--- TEXT BLOCK ---
******************************

Jay provides a "waltz motif" for what he sees as the three stages of economic development: advance, followed first by predatory threats to this gain and then by a solution to safeguard progress. This pattern of fits-and-starts is simple but neatly reliable as he dances across time from the first agricultural revolution to the second industrial revolution, through man's roles as hunter-gatherer, farmer, citizen, imperialist and capitalist. Along the way, Jay highlights some ingredients for economic success. Ancient Rome provides an example of the importance of good governance, for example, while late 17th century Britain had stability and a liberal economic structure. But beware of economic determinism: man is the hero of the story, but a victim of his environment and temperament. Famine, plague and war have interrupted progress throughout history.

Jay fires off an arsenal of facts, from the curious to the mundane, that add weight if not sparkle to this volume. Readers may not be gripped by the significance of double-entry bookkeeping in medieval Italy, and the proliferation of such tidbits can sometimes make for rough reading. But Jay is nothing if not lucid, with each chapter containing a summary and a narrative. This is history by "a layman for laymen," as Jay puts it, and he defends his choice to oversimplify "bravely, but not intolerably." Why observe and explain nothing? The academic purist may take issue, but the rest of us will be grateful.

******************************

--- REQUESTS ---
• A. According to the review of Jay's economic history, what three stages make up his "waltz motif"?
• B. Go on with the review of Jay's economic history, starting after its final sentence.
The records have no connection to the review of Jay's economic history.

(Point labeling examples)

******************************

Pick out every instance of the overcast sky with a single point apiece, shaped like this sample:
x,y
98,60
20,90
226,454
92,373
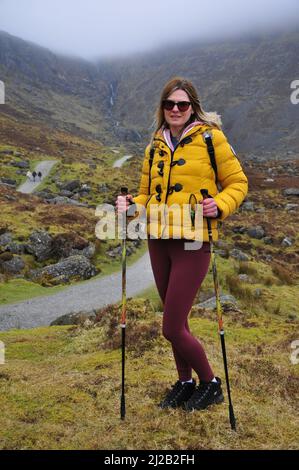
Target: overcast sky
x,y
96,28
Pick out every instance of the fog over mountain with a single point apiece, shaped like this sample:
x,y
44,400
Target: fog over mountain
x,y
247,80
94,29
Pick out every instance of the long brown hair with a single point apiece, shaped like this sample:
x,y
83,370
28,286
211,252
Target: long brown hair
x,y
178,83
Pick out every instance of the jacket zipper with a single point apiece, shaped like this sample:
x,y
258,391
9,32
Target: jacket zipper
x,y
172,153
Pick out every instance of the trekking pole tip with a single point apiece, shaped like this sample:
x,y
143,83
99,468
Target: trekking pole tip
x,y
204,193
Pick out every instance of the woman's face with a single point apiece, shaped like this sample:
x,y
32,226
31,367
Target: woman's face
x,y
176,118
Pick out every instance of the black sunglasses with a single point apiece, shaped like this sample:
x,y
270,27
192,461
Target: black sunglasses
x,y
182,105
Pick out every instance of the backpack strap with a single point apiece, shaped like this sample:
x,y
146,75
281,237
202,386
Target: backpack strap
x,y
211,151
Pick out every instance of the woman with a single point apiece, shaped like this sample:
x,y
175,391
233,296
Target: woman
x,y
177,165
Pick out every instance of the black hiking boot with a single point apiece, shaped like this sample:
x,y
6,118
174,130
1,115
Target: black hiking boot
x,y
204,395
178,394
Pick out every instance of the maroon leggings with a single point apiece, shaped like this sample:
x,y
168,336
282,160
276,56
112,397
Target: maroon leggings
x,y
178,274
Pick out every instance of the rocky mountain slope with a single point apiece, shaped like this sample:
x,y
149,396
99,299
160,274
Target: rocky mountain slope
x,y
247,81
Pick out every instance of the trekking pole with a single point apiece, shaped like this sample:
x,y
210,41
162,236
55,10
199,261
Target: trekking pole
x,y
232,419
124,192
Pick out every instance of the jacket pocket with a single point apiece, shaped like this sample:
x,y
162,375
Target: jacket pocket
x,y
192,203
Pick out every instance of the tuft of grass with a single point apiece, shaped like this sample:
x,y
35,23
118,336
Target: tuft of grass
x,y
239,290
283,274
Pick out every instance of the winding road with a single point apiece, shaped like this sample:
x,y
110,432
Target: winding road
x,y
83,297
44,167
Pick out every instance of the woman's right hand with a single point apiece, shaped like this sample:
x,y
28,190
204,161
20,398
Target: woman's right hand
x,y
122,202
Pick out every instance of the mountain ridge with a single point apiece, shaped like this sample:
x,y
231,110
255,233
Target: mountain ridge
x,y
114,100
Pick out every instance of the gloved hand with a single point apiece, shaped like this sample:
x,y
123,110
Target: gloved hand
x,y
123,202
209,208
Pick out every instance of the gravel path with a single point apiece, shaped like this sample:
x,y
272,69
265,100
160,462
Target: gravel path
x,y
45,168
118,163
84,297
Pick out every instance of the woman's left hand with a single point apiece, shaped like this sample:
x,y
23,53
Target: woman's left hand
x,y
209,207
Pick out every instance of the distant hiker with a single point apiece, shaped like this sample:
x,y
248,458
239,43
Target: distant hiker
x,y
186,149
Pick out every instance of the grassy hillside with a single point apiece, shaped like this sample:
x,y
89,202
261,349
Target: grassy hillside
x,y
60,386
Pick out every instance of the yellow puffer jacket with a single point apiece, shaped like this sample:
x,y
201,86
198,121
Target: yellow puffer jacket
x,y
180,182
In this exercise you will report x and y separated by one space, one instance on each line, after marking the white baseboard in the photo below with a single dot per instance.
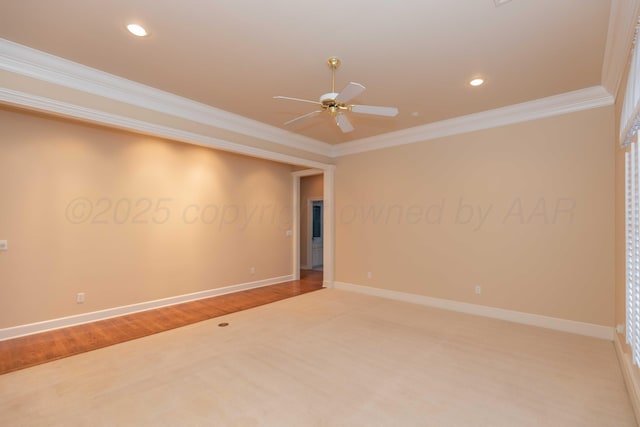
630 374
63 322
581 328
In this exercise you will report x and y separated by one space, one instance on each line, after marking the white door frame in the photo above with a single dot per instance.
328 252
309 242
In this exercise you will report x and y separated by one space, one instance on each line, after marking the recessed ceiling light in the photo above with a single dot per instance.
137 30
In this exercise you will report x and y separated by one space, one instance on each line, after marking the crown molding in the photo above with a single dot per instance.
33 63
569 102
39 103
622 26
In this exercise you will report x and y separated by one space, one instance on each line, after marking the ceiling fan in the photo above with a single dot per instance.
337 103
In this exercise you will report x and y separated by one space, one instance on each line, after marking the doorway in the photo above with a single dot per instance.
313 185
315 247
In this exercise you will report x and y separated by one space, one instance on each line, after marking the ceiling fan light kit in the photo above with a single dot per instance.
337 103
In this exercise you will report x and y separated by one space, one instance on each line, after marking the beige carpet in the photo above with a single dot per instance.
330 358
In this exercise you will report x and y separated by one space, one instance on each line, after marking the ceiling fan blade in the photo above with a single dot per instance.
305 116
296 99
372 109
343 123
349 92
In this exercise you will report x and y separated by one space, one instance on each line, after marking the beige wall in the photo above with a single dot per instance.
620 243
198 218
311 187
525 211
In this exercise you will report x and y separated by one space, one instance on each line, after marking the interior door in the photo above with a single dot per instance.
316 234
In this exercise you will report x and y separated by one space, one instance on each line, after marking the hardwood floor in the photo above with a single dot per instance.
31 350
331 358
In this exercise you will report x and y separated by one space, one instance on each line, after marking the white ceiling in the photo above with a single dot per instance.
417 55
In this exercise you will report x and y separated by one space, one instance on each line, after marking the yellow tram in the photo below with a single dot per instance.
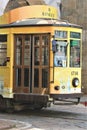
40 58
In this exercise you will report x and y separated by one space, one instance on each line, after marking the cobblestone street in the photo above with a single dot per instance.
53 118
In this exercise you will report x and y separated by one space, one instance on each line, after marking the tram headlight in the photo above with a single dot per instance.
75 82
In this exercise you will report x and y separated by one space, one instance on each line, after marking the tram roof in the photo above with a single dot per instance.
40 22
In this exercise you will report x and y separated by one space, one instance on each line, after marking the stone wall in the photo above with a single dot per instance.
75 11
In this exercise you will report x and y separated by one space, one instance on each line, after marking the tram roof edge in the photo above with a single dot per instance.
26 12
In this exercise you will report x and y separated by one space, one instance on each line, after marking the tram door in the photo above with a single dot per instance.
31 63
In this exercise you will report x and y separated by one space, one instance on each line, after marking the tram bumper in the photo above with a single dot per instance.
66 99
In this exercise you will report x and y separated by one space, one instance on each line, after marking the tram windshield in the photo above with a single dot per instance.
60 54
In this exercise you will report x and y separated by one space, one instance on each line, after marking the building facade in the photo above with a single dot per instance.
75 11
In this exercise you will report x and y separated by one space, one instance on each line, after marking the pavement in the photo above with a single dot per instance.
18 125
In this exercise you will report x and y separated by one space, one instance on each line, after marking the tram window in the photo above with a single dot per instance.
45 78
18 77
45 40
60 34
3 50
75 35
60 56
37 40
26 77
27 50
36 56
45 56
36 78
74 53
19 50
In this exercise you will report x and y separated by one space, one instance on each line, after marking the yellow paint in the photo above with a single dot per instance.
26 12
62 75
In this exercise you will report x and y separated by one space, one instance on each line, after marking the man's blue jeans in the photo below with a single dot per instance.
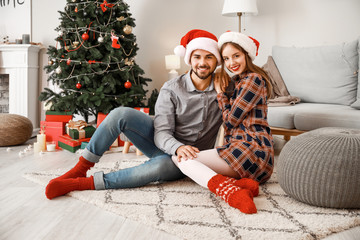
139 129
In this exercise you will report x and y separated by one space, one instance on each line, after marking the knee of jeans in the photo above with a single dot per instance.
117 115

******************************

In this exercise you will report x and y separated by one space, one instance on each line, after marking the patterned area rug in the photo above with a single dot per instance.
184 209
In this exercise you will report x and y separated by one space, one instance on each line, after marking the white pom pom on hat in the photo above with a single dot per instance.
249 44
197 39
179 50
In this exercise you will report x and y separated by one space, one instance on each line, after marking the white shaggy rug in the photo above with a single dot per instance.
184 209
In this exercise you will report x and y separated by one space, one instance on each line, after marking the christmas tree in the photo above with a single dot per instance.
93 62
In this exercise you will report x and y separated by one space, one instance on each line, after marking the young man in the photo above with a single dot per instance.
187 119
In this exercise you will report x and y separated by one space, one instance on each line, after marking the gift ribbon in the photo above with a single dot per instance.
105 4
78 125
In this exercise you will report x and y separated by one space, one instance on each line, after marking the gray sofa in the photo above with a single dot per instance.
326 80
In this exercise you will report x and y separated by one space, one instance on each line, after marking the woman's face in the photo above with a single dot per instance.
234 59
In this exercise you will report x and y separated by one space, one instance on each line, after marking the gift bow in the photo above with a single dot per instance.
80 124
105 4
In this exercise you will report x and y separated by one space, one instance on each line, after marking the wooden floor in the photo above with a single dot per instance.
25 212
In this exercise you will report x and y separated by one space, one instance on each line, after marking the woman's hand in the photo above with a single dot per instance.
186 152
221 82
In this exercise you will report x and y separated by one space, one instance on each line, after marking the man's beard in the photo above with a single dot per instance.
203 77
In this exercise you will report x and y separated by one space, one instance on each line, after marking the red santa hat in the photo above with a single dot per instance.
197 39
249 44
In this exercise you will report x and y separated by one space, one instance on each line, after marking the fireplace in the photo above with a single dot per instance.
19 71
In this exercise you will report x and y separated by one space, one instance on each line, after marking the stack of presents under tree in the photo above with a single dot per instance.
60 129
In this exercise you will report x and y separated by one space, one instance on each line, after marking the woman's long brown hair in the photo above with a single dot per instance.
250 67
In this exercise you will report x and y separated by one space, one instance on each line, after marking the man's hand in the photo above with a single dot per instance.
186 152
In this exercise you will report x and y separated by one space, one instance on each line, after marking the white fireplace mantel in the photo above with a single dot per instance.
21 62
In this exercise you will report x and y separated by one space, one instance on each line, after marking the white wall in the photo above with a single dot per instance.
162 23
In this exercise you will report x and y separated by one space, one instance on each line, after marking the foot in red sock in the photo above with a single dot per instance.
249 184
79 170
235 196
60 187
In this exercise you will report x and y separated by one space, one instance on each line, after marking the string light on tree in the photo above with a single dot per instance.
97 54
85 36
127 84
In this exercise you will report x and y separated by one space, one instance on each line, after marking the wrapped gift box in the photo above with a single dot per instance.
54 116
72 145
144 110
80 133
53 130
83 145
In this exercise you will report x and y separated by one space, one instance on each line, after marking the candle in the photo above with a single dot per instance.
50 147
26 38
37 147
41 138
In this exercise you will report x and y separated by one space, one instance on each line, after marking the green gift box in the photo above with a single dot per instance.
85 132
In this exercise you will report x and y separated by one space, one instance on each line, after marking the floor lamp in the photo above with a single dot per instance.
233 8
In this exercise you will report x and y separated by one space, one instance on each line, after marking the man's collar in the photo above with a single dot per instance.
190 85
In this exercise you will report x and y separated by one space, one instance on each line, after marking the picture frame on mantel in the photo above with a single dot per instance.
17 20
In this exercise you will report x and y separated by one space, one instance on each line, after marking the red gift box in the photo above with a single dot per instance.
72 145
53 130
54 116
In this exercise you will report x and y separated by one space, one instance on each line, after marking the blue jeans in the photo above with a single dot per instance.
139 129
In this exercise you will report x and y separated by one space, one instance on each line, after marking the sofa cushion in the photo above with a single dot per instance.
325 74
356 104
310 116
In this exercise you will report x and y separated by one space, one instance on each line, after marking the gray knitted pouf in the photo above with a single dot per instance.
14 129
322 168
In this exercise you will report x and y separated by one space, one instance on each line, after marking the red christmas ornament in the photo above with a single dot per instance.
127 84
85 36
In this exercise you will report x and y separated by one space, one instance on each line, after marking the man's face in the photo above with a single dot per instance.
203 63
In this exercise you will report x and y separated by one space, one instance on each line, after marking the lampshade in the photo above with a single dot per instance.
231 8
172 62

******************************

--- ANSWERS TO THE TASKS ---
• A. An advance, then predatory threats to that gain, then a solution that safeguards the progress.

• B.
The contemporary philosophy of "economic bliss" holds complacently that the "good guys in the shape of political democrats and economic liberals have finally won," but Jay is skeptical. Despite untold material comforts, the world remains as precarious as ever if not more so because of inequality, strife and the threat of catastrophic climate change. Road to Riches may ultimately be the story of progress, but in many ways, Jay warns soberly, the economic waltz of the third millennium may have the same jerky rhythms as those of the first two.